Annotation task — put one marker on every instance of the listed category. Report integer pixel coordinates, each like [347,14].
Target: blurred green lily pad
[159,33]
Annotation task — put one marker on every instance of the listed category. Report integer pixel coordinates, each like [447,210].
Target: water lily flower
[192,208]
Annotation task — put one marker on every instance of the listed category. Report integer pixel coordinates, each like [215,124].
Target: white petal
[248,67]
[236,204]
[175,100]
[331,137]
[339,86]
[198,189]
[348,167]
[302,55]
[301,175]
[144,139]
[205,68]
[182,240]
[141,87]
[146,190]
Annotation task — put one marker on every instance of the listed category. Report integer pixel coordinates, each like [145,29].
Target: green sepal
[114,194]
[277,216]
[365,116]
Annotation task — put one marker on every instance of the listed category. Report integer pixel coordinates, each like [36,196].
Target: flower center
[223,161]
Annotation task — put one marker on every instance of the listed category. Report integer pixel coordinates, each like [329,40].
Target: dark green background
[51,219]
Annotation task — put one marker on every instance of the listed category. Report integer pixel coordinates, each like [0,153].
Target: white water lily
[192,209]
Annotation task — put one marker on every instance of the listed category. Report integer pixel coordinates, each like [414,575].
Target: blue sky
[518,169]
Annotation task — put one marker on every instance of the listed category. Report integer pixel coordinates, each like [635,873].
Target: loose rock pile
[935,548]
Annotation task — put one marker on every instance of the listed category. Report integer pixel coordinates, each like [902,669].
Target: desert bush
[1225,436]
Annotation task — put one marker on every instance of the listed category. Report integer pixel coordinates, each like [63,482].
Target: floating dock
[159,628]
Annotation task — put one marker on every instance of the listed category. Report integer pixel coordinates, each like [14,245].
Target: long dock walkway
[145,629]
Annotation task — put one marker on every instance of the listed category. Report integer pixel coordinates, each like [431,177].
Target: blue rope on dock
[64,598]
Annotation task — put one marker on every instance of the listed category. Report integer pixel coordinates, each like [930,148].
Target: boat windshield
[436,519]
---
__Given instruction__: Rewrite all of the lines above, replacing "marker" with "dot" wherever it occurs and leaving every other word unchanged.

__Expected answer__:
Annotation task — put one dot on every instance of the listed category. Report integer pixel coordinates, each like [347,14].
Target: blurred green lily pad
[159,33]
Annotation task — put one dot on every instance of the listed category. Report integer pixel coordinates, each like [447,210].
Target: water lily flower
[192,208]
Annotation task — put one dot on every instance of the listed category. Report integer pixel coordinates, each like [215,124].
Target: white petal
[248,67]
[236,204]
[175,100]
[331,137]
[339,86]
[198,189]
[348,167]
[302,55]
[301,175]
[144,139]
[205,68]
[182,240]
[141,87]
[146,190]
Annotation task — put one dot on every instance of the listed category. Report integer pixel coordinates, each like [145,29].
Target: green sepal
[114,194]
[277,216]
[365,116]
Annotation task — put one dot on every instance of the listed category. Report integer pixel coordinates, each like [36,196].
Target: flower center
[223,161]
Annotation task — put one dot on every instance of the listed category. Report integer pixel coordinates, each like [329,40].
Target: dark green background
[51,219]
Annotation task — put one dot on every instance of the listed category. Report integer pixel coordinates, each like [0,153].
Target: white water lily
[192,209]
Annotation task — put one dot on every instance of the listed category. Report integer pixel coordinates, each like [414,575].
Target: blue sky
[518,169]
Annotation task — put one dot on every instance of the listed category. Report integer pixel coordinates, each like [635,873].
Target: loose rock pile
[935,548]
Annotation task — put one dot on every instance of the listed category. Report integer pixel coordinates, each like [902,669].
Target: desert bush
[1225,436]
Annotation task — put one dot on every instance of the listed category. Report integer pixel coordinates, each like [63,482].
Target: floating dock
[159,628]
Annotation task — put one dot on every instance of the listed category. Report integer pixel coordinates, each like [14,245].
Target: long dock walkway
[145,629]
Annotation task — put one dot on every instance of the listed category. Report integer pixel coordinates, each like [431,177].
Target: blue rope on dock
[64,598]
Annotation task — put one dot on every instance of the listed category. Report integer pixel coordinates, each like [930,148].
Target: boat windshield
[436,519]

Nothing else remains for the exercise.